**Annotation data entries**
↓

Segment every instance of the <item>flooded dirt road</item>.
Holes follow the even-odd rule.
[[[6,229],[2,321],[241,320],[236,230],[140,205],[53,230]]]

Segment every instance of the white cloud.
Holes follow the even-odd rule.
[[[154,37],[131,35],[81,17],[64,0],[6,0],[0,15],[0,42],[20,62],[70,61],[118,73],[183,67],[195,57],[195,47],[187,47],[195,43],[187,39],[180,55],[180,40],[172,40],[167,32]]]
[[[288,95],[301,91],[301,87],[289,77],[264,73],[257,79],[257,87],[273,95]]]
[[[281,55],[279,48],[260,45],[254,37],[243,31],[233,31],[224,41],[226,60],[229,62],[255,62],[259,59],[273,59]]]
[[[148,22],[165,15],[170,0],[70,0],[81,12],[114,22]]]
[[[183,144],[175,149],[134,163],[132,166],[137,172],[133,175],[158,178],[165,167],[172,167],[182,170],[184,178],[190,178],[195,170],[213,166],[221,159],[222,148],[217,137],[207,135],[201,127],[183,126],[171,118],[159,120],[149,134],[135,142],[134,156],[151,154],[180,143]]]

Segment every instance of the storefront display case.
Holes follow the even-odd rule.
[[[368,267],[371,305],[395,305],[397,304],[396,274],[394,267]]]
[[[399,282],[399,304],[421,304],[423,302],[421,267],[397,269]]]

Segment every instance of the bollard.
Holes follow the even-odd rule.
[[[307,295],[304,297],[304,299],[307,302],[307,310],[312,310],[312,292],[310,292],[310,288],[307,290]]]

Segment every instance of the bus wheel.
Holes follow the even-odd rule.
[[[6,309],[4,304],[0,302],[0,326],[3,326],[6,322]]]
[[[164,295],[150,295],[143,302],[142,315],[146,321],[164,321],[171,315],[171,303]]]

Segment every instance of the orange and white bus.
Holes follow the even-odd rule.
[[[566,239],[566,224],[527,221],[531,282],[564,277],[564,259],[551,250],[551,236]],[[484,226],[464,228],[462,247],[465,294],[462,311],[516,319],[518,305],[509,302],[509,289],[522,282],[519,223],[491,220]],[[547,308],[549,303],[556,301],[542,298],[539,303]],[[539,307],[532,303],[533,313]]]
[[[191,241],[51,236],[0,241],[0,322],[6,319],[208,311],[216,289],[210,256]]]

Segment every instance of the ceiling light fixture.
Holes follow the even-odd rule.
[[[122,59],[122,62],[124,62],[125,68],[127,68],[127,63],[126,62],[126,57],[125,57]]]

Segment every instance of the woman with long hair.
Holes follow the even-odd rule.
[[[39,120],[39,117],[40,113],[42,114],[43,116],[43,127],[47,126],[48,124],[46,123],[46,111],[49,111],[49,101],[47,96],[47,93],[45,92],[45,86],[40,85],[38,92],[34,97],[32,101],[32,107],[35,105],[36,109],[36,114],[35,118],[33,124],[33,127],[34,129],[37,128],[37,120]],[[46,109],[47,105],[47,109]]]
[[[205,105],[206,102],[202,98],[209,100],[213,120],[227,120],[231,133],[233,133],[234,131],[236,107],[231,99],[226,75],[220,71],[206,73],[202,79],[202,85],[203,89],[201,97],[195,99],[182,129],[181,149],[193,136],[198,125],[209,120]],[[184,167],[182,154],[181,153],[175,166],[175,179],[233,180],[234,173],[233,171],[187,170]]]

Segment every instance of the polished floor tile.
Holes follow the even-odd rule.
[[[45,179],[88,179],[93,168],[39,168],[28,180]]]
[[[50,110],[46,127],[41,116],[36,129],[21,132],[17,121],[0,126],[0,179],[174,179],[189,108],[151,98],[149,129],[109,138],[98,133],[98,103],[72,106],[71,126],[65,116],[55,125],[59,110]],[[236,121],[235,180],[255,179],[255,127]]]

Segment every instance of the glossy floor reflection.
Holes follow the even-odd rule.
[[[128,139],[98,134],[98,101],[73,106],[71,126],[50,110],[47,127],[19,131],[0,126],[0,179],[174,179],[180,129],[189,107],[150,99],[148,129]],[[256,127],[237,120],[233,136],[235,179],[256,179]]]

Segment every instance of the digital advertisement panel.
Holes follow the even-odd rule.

↑

**Directions**
Put every line of the listing above into a Markdown table with the columns Number and Line, numbering each row and leaving out blank lines.

**Completed exercise**
| Number | Line |
|---|---|
| 1 | Segment every instance of the <item>flooded dirt road</item>. |
| 2 | Holes follow the even-odd rule. |
| 3 | [[[6,229],[2,321],[241,320],[236,230],[140,205],[53,230]]] |
| 4 | Segment every instance of the white cloud. |
| 5 | Holes follow the even-odd rule. |
| 6 | [[[154,37],[131,35],[81,17],[64,0],[6,0],[0,15],[0,42],[20,62],[70,61],[118,73],[183,67],[195,57],[195,47],[187,47],[195,43],[187,39],[180,55],[180,40],[172,40],[167,32]]] |
| 7 | [[[288,95],[301,91],[301,87],[289,77],[264,73],[257,79],[257,87],[273,95]]] |
| 8 | [[[281,55],[279,48],[260,45],[254,37],[243,31],[233,31],[224,41],[226,60],[229,62],[255,62],[259,59],[273,59]]] |
| 9 | [[[148,22],[165,15],[170,0],[70,0],[81,12],[114,22]]] |
| 10 | [[[183,144],[175,149],[134,163],[132,166],[137,172],[133,175],[158,178],[165,167],[172,167],[182,170],[184,178],[190,178],[195,170],[213,166],[221,159],[222,148],[217,137],[207,135],[201,127],[183,126],[171,118],[159,120],[149,134],[135,142],[134,156],[151,154],[180,143]]] |
| 11 | Segment every instance of the storefront display case. |
| 12 | Holes follow the even-odd rule. |
| 13 | [[[368,267],[371,305],[395,305],[397,304],[396,274],[394,267]]] |
| 14 | [[[399,282],[399,304],[421,304],[423,302],[421,267],[397,269]]] |
| 15 | Segment every instance of the bollard. |
| 16 | Holes follow the even-odd rule. |
| 17 | [[[307,295],[304,297],[304,299],[307,302],[307,310],[312,310],[312,292],[310,292],[310,288],[307,290]]] |
| 18 | Segment every instance of the bus wheel. |
| 19 | Holes follow the even-odd rule. |
| 20 | [[[6,309],[4,304],[0,302],[0,326],[3,326],[6,322]]] |
| 21 | [[[164,295],[150,295],[143,302],[142,315],[146,321],[164,321],[171,315],[171,303]]] |
| 22 | Segment every instance of the orange and white bus. |
| 23 | Holes follow the even-odd rule. |
| 24 | [[[566,239],[566,224],[527,221],[531,282],[564,277],[564,259],[551,250],[551,236]],[[484,226],[464,228],[462,247],[465,294],[462,311],[516,319],[518,305],[509,302],[509,289],[522,282],[519,223],[491,220]],[[547,308],[549,303],[556,301],[542,298],[539,303]],[[539,307],[532,303],[533,313]]] |
| 25 | [[[191,241],[51,236],[0,241],[0,322],[6,319],[208,311],[216,289],[210,256]]] |
| 26 | Segment every instance of the ceiling light fixture. |
| 27 | Holes follow the even-odd rule. |
| 28 | [[[122,59],[122,62],[124,62],[125,68],[127,68],[127,63],[126,62],[126,57],[125,57]]] |
| 29 | Segment every instance of the woman with long hair. |
| 30 | Holes follow the even-odd rule. |
| 31 | [[[39,120],[39,117],[40,113],[42,114],[43,116],[43,127],[47,126],[48,124],[46,123],[46,111],[49,111],[49,101],[47,96],[47,93],[45,92],[45,86],[40,85],[38,92],[34,97],[32,101],[32,107],[35,105],[36,109],[36,114],[35,118],[33,124],[33,127],[34,129],[37,128],[37,120]],[[46,109],[47,105],[47,109]]] |
| 32 | [[[205,105],[206,102],[202,98],[209,100],[213,120],[227,120],[231,133],[233,133],[234,131],[236,107],[231,99],[226,75],[220,71],[206,73],[202,79],[202,85],[203,89],[201,97],[195,99],[182,129],[181,149],[193,136],[198,125],[209,120]],[[184,167],[182,154],[181,153],[175,166],[175,179],[233,180],[234,173],[233,171],[187,170]]] |
| 33 | Segment every instance of the polished floor tile. |
| 34 | Holes follow the even-odd rule. |
| 35 | [[[45,179],[88,179],[93,168],[39,168],[28,180]]] |
| 36 | [[[50,110],[46,127],[41,116],[36,129],[21,132],[17,121],[0,126],[0,179],[174,179],[189,108],[151,98],[149,129],[109,138],[98,133],[98,103],[72,106],[71,126],[65,116],[55,125],[59,110]],[[236,121],[235,180],[255,179],[255,127]]] |
| 37 | Segment every instance of the glossy floor reflection. |
| 38 | Holes follow the even-odd rule. |
| 39 | [[[128,139],[98,134],[98,101],[73,106],[71,126],[50,110],[47,127],[19,131],[0,126],[0,179],[174,179],[180,129],[189,107],[150,99],[148,129]],[[256,127],[237,120],[233,136],[235,179],[256,179]]] |
| 40 | Segment every instance of the digital advertisement panel. |
| 41 | Holes follow the even-odd rule. |